Point annotation dataset records:

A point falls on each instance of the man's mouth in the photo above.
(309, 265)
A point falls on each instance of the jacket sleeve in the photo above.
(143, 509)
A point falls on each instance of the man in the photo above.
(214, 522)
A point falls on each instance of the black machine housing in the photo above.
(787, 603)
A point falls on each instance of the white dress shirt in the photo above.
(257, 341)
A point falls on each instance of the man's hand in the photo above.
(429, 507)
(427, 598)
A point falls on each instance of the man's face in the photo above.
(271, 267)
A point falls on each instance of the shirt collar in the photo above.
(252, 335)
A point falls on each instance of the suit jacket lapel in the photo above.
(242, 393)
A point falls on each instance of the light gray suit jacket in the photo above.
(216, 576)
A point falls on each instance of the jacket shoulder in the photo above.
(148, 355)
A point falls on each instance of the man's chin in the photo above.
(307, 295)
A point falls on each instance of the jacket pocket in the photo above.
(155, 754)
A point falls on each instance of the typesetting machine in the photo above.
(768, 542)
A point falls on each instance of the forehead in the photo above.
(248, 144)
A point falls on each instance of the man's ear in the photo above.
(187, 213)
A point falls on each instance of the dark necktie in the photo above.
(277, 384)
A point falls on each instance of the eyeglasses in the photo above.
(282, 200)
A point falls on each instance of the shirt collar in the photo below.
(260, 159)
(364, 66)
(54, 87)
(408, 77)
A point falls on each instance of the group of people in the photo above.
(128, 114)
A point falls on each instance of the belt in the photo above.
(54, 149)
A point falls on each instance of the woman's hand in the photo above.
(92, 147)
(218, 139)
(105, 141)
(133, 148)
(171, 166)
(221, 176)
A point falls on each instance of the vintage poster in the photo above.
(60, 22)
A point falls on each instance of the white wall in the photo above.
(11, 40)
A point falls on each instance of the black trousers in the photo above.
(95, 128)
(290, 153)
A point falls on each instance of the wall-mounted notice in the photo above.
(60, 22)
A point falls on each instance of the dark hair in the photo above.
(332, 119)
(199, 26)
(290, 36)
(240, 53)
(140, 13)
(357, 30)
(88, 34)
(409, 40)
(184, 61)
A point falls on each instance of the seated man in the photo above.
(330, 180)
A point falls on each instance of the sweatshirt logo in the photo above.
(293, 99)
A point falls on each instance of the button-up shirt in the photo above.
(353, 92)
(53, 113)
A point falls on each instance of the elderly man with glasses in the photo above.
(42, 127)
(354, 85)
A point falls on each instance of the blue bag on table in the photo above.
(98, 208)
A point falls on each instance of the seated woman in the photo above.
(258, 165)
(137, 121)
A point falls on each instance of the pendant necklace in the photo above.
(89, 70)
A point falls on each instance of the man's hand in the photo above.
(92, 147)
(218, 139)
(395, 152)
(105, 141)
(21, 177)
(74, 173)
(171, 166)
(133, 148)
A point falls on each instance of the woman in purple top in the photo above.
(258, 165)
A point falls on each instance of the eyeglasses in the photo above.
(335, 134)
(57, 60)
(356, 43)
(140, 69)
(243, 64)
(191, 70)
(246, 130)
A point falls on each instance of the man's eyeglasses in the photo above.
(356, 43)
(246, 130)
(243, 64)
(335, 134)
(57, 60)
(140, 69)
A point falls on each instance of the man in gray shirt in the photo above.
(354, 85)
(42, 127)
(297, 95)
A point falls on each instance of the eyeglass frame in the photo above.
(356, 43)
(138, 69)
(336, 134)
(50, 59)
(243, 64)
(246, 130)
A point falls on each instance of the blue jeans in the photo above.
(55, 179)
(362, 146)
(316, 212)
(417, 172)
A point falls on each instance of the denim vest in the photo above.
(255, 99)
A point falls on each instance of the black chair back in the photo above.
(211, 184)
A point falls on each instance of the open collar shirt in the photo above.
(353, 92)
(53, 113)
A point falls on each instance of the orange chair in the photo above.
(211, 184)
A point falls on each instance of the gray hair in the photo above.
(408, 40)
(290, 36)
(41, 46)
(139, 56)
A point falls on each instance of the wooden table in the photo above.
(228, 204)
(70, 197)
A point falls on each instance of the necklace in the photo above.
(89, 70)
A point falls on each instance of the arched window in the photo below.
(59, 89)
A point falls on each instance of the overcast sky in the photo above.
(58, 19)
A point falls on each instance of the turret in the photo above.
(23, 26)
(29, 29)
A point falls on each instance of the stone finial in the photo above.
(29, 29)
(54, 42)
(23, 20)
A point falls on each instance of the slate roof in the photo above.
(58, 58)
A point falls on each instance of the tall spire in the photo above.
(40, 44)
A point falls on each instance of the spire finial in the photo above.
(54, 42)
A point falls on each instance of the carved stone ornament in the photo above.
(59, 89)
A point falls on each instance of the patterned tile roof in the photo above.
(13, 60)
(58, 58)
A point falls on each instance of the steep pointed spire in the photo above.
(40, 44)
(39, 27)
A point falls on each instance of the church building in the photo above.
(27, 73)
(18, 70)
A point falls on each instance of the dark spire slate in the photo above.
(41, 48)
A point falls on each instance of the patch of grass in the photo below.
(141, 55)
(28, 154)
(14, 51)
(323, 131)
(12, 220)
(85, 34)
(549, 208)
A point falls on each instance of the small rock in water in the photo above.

WHAT YOU HAVE TO DO: Set down every line of the listing above again, exactly as given.

WORKED SOLUTION:
A point falls on each instance of the man's mouth in the photo above.
(309, 265)
A point falls on each instance of the jacket sleeve in the photo above.
(143, 509)
A point falls on each instance of the man in the photo above.
(214, 522)
A point falls on each instance of the black machine housing in the photo above.
(787, 603)
A point falls on each instance of the white dress shirt in the photo above.
(257, 341)
A point falls on each instance of the man's hand in the photo above.
(429, 507)
(427, 598)
A point falls on each instance of the man's face in the photo above.
(271, 267)
A point falls on each instance of the shirt collar in the photo above.
(252, 335)
A point falls on each instance of the suit jacket lapel in the photo above.
(242, 393)
A point falls on each instance of the light gray suit jacket in the photo above.
(216, 576)
A point falls on each instance of the jacket shoulder in the photo above.
(148, 355)
A point falls on each instance of the man's chin in the photo above.
(307, 295)
A point falls on each instance of the jacket pocket in the photo above.
(155, 754)
A point falls on each instance of the typesetting machine in the photo above.
(768, 542)
A point falls on each instance of the forehead in the photo above.
(248, 144)
A point falls on each instance of the man's ear in the photo above.
(187, 213)
A point falls on each instance of the dark necktie in the photo above.
(277, 384)
A point falls on each instance of the eyeglasses in the photo above.
(282, 200)
A point falls on each instance of the shirt collar in the photo below.
(260, 159)
(364, 66)
(54, 87)
(408, 77)
A point falls on each instance of the group of people in the photo above.
(128, 114)
A point falls on each instance of the belt in the photo above.
(54, 149)
A point falls on each instance of the woman's hand in the photo above.
(92, 147)
(218, 139)
(105, 141)
(133, 148)
(171, 166)
(221, 176)
A point falls on each instance of the vintage poster in the photo above.
(60, 22)
A point falls on each instance of the white wall in the photo above.
(11, 40)
A point falls on each instance of the black trousers in the photo above.
(95, 128)
(290, 153)
A point falls on each instance of the wall-mounted notice in the photo above.
(60, 22)
A point falls on each instance of the dark hair in the photo above.
(332, 119)
(199, 26)
(290, 36)
(240, 53)
(140, 13)
(357, 30)
(88, 34)
(409, 40)
(184, 61)
A point falls on each instance of the seated man in the photo above.
(330, 180)
A point falls on each instance of the sweatshirt logo in the photo above.
(293, 99)
A point falls on each instance of the button-up shirt in the photo above.
(353, 92)
(53, 113)
A point falls on each instance of the elderly man with glasses in the photo above.
(42, 127)
(354, 85)
A point falls on each instance of the blue bag on table in the photo above.
(98, 208)
A point falls on each instance of the seated woman in the photo above.
(258, 165)
(137, 121)
A point falls on each instance of the pendant necklace in the photo above.
(89, 70)
A point falls on each instance of the man's hand in the photo above.
(92, 147)
(218, 139)
(395, 152)
(105, 141)
(21, 177)
(74, 173)
(171, 166)
(133, 148)
A point falls on each instance of the woman in purple top in the photo above.
(258, 165)
A point falls on each instance of the eyeglasses in the photo above.
(335, 134)
(57, 60)
(356, 43)
(140, 69)
(243, 64)
(191, 70)
(246, 130)
A point falls on each instance of the man's eyeglasses in the photo above.
(356, 43)
(246, 130)
(243, 64)
(335, 134)
(57, 60)
(140, 69)
A point falls on each instance of the man in gray shirt in the photo above.
(354, 85)
(42, 127)
(297, 95)
A point falls on each instance of the eyeglass frame in the photo above.
(356, 43)
(138, 69)
(336, 134)
(50, 59)
(243, 64)
(246, 130)
A point falls on each instance of the blue jeans in the photo above.
(55, 179)
(362, 146)
(316, 212)
(417, 172)
A point falls on each instance of the denim vest in the photo above.
(255, 99)
A point falls on each instance of the black chair back in the photo above.
(211, 184)
A point falls on each instance of the open collar shirt in the photo above.
(353, 92)
(53, 113)
A point falls on each instance of the orange chair in the photo above.
(211, 184)
A point falls on each instance of the gray hair in the photo above.
(408, 40)
(290, 36)
(41, 46)
(139, 56)
A point falls on each instance of the wooden table in the photo above.
(228, 204)
(70, 197)
A point falls on each instance of the necklace in the photo above.
(89, 70)
A point falls on each instance of the arched window in the photo below.
(59, 89)
A point falls on each instance of the overcast sky in the photo above.
(58, 19)
A point falls on each instance of the turret in the photo above.
(23, 26)
(29, 29)
A point falls on each instance of the stone finial in the photo above.
(29, 29)
(54, 42)
(23, 20)
A point falls on each instance of the slate roof in the photo above.
(58, 58)
A point falls on each instance of the tall spire in the photo above.
(40, 44)
A point falls on each instance of the spire finial in the photo above.
(54, 42)
A point falls on each instance of the carved stone ornament in the photo above.
(59, 89)
A point falls on each instance of the patterned tile roof in the photo above.
(13, 60)
(58, 58)
A point falls on each instance of the steep pointed spire in the photo above.
(40, 44)
(39, 27)
A point falls on each instance of the church building in the photo above.
(27, 73)
(18, 70)
A point falls on each instance of the dark spire slate in the photo above.
(41, 48)
A point falls on each instance of the patch of grass in the photo below.
(141, 55)
(28, 154)
(14, 51)
(323, 131)
(12, 220)
(85, 34)
(549, 208)
A point falls on each instance of the small rock in water in the photo above.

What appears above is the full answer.